2. Both parties complied with the directions; neither party sought an oral hearing.
3. I am satisfied that the submissions made on behalf of the appellant and the respondent together with the papers before me are sufficient to enable me to be able to take a decision on whether there is an error of law in the decision of the FtT and if so whether the decision should be set aside, on the papers and without hearing oral submissions.
4. The appellant was initially granted entry clearance as a business visitor and within a month married his sponsor. They have a six month old baby. The sponsor is not settled in the UK and the baby is not a 'qualifying' child. The appellant made a human rights claim to remain in the UK as the partner of a person present and settled in the UK. The FtT judge found that the sponsor was not settled - she had discretionary leave to remain until 2021; this is not the subject of appeal. The judge also found that there were no very significant obstacles to his integration on return to Pakistan; that the sponsor, although the registered carer of her mother had become a carer after her sister had another baby but that he had no doubt that arrangements could be made for alternate care. He noted that on the documentary evidence they did not live at the same address. The judge found that the sponsor could return to Pakistan with the appellant or could remain in the UK and they could maintain their relationship by 'modern means of communication'.
Error of law
5. The appellant takes issue with the lack of a Rule 24 response by the respondent, submitting that means the respondent has accepted there is an error of law. That is simply incorrect.
6. The grounds take issue with the claimed lack of reference to the best interests of the baby. It is correct that the judge does not make specific reference to the best interests of the baby but given the baby was 6 months old it is trite that the best interest of the child would be with both parents and if he were removed and the sponsor didn't leave, then to remain with the sponsor. This hardly needs saying. The failure to undertake a formulaic best interests assessment is not a material error of law.

To-do list
**1.** Copy word for word the part of the appeal decision from "3. I am satisfied" up to and including "hearing oral submissions.".
**2.** Decide whether each statement agrees with the appeal decision, answering yes or no and quoting the words that settle it: (a) Neither party asked for an oral hearing. (b) The sponsor had been granted indefinite leave to remain. (c) The documentary evidence showed the appellant and the sponsor living at the same address.

Material provided
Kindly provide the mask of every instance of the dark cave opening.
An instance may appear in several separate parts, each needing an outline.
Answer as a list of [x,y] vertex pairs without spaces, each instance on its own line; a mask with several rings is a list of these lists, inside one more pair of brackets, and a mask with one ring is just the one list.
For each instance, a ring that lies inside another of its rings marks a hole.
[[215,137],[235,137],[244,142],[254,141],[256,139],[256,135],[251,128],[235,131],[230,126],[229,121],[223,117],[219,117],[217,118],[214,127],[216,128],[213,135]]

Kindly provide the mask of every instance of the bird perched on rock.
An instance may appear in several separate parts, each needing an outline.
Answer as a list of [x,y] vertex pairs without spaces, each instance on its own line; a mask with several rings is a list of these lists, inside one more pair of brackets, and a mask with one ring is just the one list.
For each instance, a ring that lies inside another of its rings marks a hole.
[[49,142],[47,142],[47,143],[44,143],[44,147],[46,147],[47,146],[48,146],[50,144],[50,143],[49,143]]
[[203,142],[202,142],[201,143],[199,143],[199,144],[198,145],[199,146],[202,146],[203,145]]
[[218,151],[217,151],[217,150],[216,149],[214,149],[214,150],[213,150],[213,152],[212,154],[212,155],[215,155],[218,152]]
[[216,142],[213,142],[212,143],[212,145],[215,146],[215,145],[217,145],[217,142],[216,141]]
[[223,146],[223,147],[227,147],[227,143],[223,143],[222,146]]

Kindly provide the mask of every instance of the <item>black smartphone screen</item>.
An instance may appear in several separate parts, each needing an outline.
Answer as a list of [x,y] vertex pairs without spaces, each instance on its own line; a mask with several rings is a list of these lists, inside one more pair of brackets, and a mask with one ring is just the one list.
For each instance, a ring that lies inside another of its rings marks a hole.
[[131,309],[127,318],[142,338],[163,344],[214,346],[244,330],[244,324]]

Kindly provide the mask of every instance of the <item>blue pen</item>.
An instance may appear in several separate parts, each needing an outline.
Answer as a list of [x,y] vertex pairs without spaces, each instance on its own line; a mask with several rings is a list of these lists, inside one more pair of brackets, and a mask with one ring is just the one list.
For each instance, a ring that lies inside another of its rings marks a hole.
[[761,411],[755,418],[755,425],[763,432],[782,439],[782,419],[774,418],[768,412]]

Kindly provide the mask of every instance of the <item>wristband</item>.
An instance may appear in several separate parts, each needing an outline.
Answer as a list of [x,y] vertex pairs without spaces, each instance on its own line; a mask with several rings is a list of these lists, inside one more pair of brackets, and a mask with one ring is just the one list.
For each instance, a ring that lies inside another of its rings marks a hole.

Final results
**1.**
3. I am satisfied that the submissions made on behalf of the appellant and the respondent together with the papers before me are sufficient to enable me to be able to take a decision on whether there is an error of law in the decision of the FtT and if so whether the decision should be set aside, on the papers and without hearing oral submissions.

**2.**
(a) Yes: "neither party sought an oral hearing"
(b) No: "she had discretionary leave to remain until 2021"
(c) No: "on the documentary evidence they did not live at the same address"